>> START RECORDS TO USE
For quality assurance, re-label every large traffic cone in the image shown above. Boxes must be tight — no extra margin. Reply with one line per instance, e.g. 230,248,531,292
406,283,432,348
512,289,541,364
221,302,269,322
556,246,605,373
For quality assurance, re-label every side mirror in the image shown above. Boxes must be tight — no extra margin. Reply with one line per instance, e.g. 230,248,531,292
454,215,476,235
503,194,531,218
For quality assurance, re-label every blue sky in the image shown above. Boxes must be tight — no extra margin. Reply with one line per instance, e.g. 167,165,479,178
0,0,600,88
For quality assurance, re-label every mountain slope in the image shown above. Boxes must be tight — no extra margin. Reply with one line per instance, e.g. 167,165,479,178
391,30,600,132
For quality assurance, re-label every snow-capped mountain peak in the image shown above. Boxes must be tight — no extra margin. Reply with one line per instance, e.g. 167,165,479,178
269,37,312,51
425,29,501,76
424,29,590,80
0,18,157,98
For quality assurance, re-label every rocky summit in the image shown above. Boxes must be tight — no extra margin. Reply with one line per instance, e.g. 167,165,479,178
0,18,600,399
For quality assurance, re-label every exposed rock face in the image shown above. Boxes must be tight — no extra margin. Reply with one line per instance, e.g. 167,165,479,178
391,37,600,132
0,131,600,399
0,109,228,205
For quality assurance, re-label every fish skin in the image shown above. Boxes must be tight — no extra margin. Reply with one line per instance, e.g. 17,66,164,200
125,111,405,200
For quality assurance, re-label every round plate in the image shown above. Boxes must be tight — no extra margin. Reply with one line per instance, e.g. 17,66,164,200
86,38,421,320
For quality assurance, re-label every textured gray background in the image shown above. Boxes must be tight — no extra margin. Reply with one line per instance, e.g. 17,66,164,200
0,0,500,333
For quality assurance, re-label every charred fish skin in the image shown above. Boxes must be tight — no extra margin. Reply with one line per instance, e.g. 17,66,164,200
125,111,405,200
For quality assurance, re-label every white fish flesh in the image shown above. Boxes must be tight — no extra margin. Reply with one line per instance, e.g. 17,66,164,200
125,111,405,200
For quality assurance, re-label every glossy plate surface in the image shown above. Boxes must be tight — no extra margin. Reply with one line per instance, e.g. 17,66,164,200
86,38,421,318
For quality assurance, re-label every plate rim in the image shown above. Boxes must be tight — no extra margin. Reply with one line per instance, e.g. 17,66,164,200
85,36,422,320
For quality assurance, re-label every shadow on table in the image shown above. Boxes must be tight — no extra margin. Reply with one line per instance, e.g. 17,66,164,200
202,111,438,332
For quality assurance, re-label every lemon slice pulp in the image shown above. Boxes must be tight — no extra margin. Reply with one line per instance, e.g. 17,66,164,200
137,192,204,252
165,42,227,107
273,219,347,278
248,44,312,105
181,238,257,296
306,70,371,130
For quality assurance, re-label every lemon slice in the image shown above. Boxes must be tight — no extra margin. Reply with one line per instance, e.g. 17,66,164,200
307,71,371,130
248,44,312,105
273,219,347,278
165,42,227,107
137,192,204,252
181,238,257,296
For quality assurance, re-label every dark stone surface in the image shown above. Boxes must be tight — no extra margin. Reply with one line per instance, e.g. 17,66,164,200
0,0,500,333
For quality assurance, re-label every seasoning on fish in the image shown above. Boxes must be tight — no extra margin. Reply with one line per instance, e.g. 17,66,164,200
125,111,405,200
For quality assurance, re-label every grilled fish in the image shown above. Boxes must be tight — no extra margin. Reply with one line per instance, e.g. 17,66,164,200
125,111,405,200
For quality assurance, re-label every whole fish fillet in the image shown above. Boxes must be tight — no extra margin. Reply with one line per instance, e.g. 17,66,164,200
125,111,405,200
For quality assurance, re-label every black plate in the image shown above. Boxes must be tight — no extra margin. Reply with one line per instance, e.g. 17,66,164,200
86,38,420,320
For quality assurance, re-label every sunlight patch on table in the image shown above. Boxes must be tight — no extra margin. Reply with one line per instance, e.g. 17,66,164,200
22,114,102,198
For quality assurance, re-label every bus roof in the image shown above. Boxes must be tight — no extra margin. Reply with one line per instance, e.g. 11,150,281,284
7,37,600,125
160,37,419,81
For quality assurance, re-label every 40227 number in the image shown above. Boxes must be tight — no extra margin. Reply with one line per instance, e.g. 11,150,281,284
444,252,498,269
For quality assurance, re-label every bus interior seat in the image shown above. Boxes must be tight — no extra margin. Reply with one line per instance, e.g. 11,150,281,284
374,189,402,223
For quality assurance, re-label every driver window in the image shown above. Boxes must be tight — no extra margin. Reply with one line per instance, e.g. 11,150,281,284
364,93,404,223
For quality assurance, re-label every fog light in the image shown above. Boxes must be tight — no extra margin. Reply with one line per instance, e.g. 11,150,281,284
>> END RECORDS TO USE
### GIVEN TASK:
Repeat the material from the line with "For quality assurance, re-label every glossy" up to and including the line with "86,38,421,318", requests included, and scale each box coordinate in the answers by 2.2, rounding to whole numbers with halves rounded up. Keep the numbers in the requests and their sample lines as they are.

### WRITTEN SOLUTION:
For quality assurance, re-label every glossy plate surface in the image shown above. Boxes must be tight — no extra margin. Reply with one line per instance, e.g. 17,66,164,200
189,84,926,700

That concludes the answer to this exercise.